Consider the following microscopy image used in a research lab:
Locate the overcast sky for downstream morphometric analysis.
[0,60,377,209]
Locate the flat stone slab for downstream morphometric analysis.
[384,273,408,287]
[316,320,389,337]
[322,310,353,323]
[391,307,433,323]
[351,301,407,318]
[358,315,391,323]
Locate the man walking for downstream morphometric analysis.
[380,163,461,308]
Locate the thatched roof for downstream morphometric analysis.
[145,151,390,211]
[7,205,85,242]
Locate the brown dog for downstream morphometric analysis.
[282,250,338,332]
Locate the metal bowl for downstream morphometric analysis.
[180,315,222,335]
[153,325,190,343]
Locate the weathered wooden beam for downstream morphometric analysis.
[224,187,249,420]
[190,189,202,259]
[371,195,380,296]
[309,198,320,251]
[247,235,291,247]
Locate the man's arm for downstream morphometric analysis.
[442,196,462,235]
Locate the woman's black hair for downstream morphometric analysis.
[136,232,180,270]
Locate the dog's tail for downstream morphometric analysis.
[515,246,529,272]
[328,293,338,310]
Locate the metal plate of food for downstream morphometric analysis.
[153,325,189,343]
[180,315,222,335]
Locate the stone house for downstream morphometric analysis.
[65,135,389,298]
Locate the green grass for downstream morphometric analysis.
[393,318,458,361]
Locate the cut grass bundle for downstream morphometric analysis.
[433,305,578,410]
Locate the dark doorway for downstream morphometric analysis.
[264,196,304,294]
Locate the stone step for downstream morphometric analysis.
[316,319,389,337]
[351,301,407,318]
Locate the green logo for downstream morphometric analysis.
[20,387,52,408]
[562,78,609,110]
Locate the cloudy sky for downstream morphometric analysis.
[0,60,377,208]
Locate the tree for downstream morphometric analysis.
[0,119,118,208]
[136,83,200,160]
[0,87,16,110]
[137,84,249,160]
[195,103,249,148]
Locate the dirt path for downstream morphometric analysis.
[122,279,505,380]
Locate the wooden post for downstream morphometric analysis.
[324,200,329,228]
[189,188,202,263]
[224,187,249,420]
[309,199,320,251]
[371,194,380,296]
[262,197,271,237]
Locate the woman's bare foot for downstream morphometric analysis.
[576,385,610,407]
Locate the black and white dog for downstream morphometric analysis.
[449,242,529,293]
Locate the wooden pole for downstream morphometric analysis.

□ □ □ □

STATED PROBLEM | Copy all of the material above, swapping each "Locate" for "Find" and keeping everything else unchanged.

RESULT OF THE EXERCISE |
Consider the following microscopy image used in a research lab:
Find the overcast sky for downstream morphometric analysis.
[0,60,377,209]
Find the flat stone slab for downstream morphometric analysis.
[384,273,408,287]
[316,320,389,337]
[322,310,353,323]
[391,307,433,323]
[351,301,407,318]
[358,315,391,323]
Find the man walking for downstream morphometric analysis.
[380,163,461,308]
Find the thatched roof for downstream morphometric analysis.
[145,151,390,211]
[7,205,85,242]
Find the brown dog for downstream morphometric analysis.
[282,250,338,332]
Find the metal bowl for downstream morphometric analysis.
[180,315,222,335]
[153,325,190,343]
Find the weathered wooden beam for downstream morphometric analysis.
[224,187,249,420]
[190,189,202,259]
[371,195,380,296]
[309,198,320,251]
[247,235,291,247]
Find the man's arm for downstream morphometric analysis.
[442,196,462,235]
Find the woman's black hair for downstream morphometric analysis.
[136,232,180,270]
Find the dog's tail for downstream morphometric analysis.
[515,246,529,272]
[328,293,338,310]
Find the metal plate of food for downstream morphometric analysis.
[153,325,189,343]
[180,315,222,335]
Find the stone house for downstream morphometric analysis.
[65,135,389,298]
Find the green grass for downstream morphometric analysis.
[393,318,458,361]
Find the cut grass bundle for downstream morphometric analysis.
[433,305,578,410]
Find the dark doorway for downstream morphometric analysis.
[264,196,304,294]
Find the stone step for downstream morphometric analysis.
[316,319,389,337]
[351,301,407,318]
Find the green logo for downstream morphometric analysis.
[20,387,52,408]
[562,78,609,110]
Find the cloudy sky for downstream morphometric analysis.
[0,60,377,208]
Find the tree for downstream morphometric analysis.
[0,119,118,208]
[136,83,200,160]
[0,87,16,110]
[137,84,249,160]
[195,103,249,148]
Find the dirt path for downstream morphometric analysis.
[122,279,505,380]
Find the wooden post for downstream morphometric analysis.
[324,200,329,228]
[189,188,202,263]
[224,187,249,420]
[309,199,320,251]
[371,194,380,296]
[262,197,271,237]
Find the woman's bare foot for downstream morphometric analysis.
[576,385,610,407]
Find the black and white dog for downstream morphometric analysis.
[449,242,529,293]
Find the wooden pole for downstream morphometric analysis.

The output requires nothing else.